RECORDS TO USE:
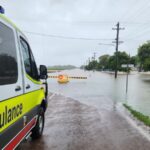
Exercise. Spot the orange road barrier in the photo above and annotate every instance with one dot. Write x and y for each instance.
(65, 78)
(77, 77)
(68, 77)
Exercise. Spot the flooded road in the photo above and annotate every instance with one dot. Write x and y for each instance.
(87, 118)
(102, 84)
(71, 125)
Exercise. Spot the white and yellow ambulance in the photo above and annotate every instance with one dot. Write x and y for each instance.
(22, 95)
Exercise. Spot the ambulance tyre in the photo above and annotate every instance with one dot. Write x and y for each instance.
(37, 131)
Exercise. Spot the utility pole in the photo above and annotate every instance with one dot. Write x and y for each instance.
(94, 56)
(117, 45)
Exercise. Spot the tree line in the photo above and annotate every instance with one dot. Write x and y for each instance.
(106, 62)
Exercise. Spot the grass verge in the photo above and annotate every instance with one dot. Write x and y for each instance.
(138, 115)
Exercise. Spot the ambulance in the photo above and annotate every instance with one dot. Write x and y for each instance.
(23, 97)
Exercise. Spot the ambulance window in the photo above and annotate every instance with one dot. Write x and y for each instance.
(8, 56)
(30, 65)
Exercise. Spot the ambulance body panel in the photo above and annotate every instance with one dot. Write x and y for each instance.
(22, 95)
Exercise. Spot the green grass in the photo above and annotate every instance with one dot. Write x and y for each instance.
(138, 115)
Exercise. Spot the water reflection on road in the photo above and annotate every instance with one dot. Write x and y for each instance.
(101, 84)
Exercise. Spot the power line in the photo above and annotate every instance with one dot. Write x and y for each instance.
(66, 37)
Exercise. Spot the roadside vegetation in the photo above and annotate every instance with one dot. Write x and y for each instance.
(138, 115)
(106, 62)
(60, 67)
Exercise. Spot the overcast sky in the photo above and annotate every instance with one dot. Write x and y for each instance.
(83, 19)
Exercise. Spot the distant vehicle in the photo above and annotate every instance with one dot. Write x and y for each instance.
(23, 97)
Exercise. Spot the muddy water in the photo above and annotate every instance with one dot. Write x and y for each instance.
(71, 125)
(101, 84)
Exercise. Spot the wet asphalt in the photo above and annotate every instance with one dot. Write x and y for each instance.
(72, 125)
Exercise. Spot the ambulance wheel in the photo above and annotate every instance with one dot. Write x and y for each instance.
(38, 129)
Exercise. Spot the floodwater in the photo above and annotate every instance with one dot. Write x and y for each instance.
(100, 84)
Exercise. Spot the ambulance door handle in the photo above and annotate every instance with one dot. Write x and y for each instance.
(28, 86)
(18, 88)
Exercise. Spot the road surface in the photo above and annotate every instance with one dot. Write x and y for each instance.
(72, 125)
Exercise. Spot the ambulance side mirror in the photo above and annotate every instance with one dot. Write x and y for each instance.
(43, 72)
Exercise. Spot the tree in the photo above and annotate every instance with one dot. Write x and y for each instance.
(144, 55)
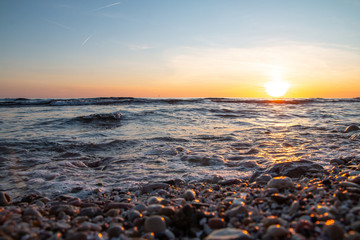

PROBLEM DESCRIPTION:
Write out each entry exactly; any pictures stay out of the copy.

TASK SOLUTION:
Exercise. Spot the orange road barrier in the photo above and annotate every instance with one dot. Write x and y for each instance.
(65, 78)
(77, 77)
(68, 77)
Exercise. Spot the flooded road in the photo above and annotate every instance with one dot. Write x and y for each instance.
(87, 118)
(102, 84)
(71, 125)
Exercise. Spot the white and yellow ambulance in the photo above and annotate every instance with one dot. Write x and y for each instance.
(22, 95)
Exercise. Spot the ambulance tyre in the photo above and annotate every instance with one dot. Write x and y for each instance.
(37, 131)
Exercise. Spot the utility pole in the photo above and annotate every instance with one dot. Write x and y for each instance.
(94, 56)
(117, 45)
Exercise. Spot the tree line in the photo above and annotate every instance with one dot. Write x and y for each instance.
(106, 62)
Exercise. Spot the grass verge in the photo above and annotate every instance with one dot. Write x and y for each instance.
(138, 115)
Exercise. Spot the ambulance in the photo above and annotate every instance with one dot. Write x and y for each instance.
(23, 97)
Exercise. Spot the ambulance window in the photo above and annotate every instance with one dot. Write x and y for each instance.
(8, 56)
(30, 65)
Exercise. Spot the ambulance body panel in the photo above and annotate every instance with one dot. Write x and y for each instance.
(22, 95)
Exercise. Spot the green grass in the photo above and annotate every instance with one dot. Write x and y for each instance.
(138, 115)
Exercise. Spot the water reflection on road in the photo above and annotate every instance with one dot. Write x and y for each instance.
(101, 84)
Exercise. Spot the power line in the photo above and annotate every instance with one dot. Write x and y for each instance.
(66, 37)
Exercise. Spot the roadside vegetation in the photo above and annotate every instance with one dot. Write x and y for each instance.
(138, 115)
(106, 62)
(60, 67)
Exercise. Spot the overcast sky in the photo above and annotate every instance with one dot. Write x and y for each instance.
(83, 19)
Exercise. Spot the distant vehicle in the photo above and annotate every instance with one dot. Write x and y for each instance.
(23, 97)
Exercise. Spot the muddy water in the photo above and annotate every instance with one dot. Write x and y for each instance.
(71, 125)
(101, 84)
Exercise. Spot the wet asphalt in the photo above and annotate every instance with one dot. Write x and y for each instance.
(72, 125)
Exercise. Spot the ambulance wheel in the photo above and annotate every instance with one dot. Write x and y for each instance.
(38, 129)
Exercise. Spot the floodwater in the photo above and annotate every instance with one dot. Write x and y for each instance.
(100, 84)
Exercise. Spot the ambulance door handle in the photo above and annotate every instance with one dot. Write x and y for each instance.
(28, 86)
(18, 88)
Exercise. Spot the road surface in the photo above and annotate every instance with one dot. Write x and y for each instance.
(72, 125)
Exercise. Spot the ambulance side mirror in the photo above and annotate every instance with one dot. Write x and y for each instance.
(43, 72)
Exercise. Spot the tree in the photo above and annotate every instance with one dot. Write x and y for each instance.
(144, 55)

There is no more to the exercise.